SELECTED PASSAGE
_____

# Rayflow prototyping

Explore [MLflow recipes][1] with [Ray][2] using a large dataset.

### Task

Build MLflow Recipe to create a pipeline to ingest, split and transform data, and train, tune, evaluate a regression model to predict the **fare_amount** of a trip with a _yellow taxi_ in NYC.

### Constraints

* Focus is on integrating Ray and MLflow Recipes
* Model predicts *fare_amount* given passenger_count, trip_distance, rate_code_id and payment_type only
* Feature engineering is kept to a minimum

### Results

* [x] Ingest data
* [x] Split data (without using Ray)
* [x] Transform data
* [x] Train model
* ~~[ ] Tune model~~
* [ ] Evaluate model
* [ ] Register model
* [ ] Generate predictions

### General observations

* Ray is a super powerful framework and I only scratched the surface of its functionality
* MLflow recipes are rather limited
    - forces a strict layout of files on the project
    - no possibility to add custom steps
    - it's unclear how to pass arguments to custom functions
* Documentation of MLflow recipes is awful
    - One essentially has to read the source code to understand what's going on
    - It's unclear how data flows between steps: Are they passed as DataFrames in memory? Are they automatically loaded from disk?
* MLflow Recipe examples could be more detailed
* Data dictionary of NYC Taxi dataset is outdated

### Key insights

* Ray is great, use it with a general purpose orchestrator


[1]: https://mlflow.org/docs/latest/recipes.html
[2]: https://docs.ray.io/en/latest/

## Setup

In [None]:
from mlflow.recipes import Recipe

## Orchestrate

Let's start cooking!

In [None]:
recipe = Recipe(profile="local")

In [None]:
recipe.clean()

### Ingest data

* Data was compressed using zip which (apparently) is not natively supported by Ray (it's an odd choice for a compression algorithm anyway)
* Need to semi-automatically unzip archives

In [None]:
recipe.run(step="ingest")

_____

INFORMATION SUPPLIED
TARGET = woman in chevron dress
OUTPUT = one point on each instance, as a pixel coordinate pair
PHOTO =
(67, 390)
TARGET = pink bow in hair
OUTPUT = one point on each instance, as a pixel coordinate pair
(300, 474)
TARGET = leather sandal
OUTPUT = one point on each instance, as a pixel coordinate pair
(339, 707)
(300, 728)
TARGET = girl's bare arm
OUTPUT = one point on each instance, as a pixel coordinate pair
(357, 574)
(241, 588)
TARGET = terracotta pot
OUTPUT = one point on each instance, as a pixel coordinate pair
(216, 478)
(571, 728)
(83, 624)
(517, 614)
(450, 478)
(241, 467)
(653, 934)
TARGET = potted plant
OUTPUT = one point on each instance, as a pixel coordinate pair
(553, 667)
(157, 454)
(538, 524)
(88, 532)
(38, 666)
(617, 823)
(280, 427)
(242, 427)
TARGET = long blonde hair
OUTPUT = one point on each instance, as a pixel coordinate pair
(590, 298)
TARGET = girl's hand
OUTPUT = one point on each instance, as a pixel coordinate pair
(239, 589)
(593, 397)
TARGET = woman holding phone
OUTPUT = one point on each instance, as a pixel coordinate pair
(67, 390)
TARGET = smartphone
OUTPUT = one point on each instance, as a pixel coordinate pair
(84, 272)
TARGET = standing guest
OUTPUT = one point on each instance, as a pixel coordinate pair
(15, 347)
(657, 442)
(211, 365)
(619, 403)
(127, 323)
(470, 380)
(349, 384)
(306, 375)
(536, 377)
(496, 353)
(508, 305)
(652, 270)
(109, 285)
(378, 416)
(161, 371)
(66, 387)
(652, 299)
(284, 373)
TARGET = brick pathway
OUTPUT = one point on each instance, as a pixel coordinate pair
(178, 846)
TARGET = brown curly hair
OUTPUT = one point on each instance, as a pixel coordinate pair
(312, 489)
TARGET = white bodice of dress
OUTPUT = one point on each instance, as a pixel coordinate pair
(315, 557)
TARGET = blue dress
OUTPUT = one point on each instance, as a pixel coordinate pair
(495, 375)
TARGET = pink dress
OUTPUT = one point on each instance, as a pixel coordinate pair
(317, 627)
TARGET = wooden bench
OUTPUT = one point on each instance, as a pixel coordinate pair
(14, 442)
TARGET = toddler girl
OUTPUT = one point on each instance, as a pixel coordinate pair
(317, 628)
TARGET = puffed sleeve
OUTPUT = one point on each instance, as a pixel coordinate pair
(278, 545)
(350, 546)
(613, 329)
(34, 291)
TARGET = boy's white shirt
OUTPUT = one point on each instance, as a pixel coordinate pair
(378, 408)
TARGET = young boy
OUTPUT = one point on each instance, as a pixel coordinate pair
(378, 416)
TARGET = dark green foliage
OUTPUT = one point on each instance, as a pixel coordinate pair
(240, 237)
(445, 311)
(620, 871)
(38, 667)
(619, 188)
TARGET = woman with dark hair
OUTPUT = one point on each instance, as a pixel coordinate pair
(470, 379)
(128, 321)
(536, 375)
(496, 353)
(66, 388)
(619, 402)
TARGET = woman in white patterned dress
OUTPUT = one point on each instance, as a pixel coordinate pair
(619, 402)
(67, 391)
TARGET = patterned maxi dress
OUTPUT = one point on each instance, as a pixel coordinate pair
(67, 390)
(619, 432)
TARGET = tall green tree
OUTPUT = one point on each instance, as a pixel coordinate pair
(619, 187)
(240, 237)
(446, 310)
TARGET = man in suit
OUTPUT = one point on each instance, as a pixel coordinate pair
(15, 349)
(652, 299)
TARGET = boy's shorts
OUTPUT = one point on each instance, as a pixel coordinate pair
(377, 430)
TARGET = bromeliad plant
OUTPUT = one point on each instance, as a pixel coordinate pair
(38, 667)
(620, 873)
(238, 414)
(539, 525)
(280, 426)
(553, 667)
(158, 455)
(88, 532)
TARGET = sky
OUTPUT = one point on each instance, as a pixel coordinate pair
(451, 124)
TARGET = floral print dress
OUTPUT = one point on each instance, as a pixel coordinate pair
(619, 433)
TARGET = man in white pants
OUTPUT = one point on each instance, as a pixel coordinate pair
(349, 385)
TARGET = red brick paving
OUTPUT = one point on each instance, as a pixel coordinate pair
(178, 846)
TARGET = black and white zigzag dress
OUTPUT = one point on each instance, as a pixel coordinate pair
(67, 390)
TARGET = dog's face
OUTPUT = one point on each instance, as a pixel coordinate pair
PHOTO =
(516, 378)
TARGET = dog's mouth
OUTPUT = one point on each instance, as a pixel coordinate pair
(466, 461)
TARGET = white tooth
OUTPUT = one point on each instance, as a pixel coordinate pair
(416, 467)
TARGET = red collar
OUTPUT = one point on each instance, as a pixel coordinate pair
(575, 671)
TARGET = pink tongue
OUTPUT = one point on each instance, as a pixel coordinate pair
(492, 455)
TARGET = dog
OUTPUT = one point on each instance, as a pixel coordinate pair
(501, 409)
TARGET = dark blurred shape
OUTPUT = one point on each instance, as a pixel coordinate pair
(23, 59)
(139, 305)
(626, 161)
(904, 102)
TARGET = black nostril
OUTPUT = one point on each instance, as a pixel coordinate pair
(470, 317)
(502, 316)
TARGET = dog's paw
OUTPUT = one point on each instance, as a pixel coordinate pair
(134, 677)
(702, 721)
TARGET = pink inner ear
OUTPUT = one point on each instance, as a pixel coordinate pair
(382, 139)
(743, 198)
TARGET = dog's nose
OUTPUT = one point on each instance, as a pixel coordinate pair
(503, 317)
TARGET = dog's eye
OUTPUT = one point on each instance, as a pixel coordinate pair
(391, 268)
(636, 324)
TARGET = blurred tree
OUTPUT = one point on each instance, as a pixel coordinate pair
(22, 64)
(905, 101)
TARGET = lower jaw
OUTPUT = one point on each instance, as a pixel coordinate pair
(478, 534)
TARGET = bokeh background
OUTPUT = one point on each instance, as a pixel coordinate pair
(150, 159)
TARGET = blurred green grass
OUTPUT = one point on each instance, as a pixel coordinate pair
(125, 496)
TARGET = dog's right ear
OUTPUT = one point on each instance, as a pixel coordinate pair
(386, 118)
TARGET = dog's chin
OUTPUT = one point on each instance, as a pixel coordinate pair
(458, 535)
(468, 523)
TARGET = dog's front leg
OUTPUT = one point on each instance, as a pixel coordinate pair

_____

Pick up the Rayflow prototyping notebook after its last line and continue writing it.

RESULT FOR THIS EXERCISE
### Split data into train, validation and test

* Splitting data using Ray built-in functions (`train_test_split`) does not work, since Recipes expect a _single_ pandas Series as output
* Similarly defining a custom filter function using Ray is painful, since Recipes expects a boolean series to index into the dataset

In [None]:
recipe.run(step="split")

### Transform data

* Recipes demand that custom transform functions return a Scikit-learn like transformer (w.r.t function signatures), which make it tedious to implement non-sklearn logic (the last time I wrote custom transformers was in 7 years ago)
* Transformation on target column have to be done elsewhere, i.e. in _split_ step, since target column in intransparenlty dropped from DataFrames by Recipes

In [None]:
recipe.run(step="transform")

### Train model

* As with the transform step, the custom training function has to be compatible with Scikit-learn estimator, which makes its implementation tedious
* Installing lightgbm via `poetry add ray[lightgbm]` is not enough to actually use LightGBM, one also needs to install the pure lightgbm package via `poetry add lightgbm`

In [None]:
recipe.run(step="train")

### Tune model

In [None]:
recipe.run(step="tune")

### Evaluate model

In [None]:
recipe.run(step="evaluate")

### Register model

In [None]:
recipe.run(step="register")

### Generate predictions

In [None]:
recipe.run(step="predict")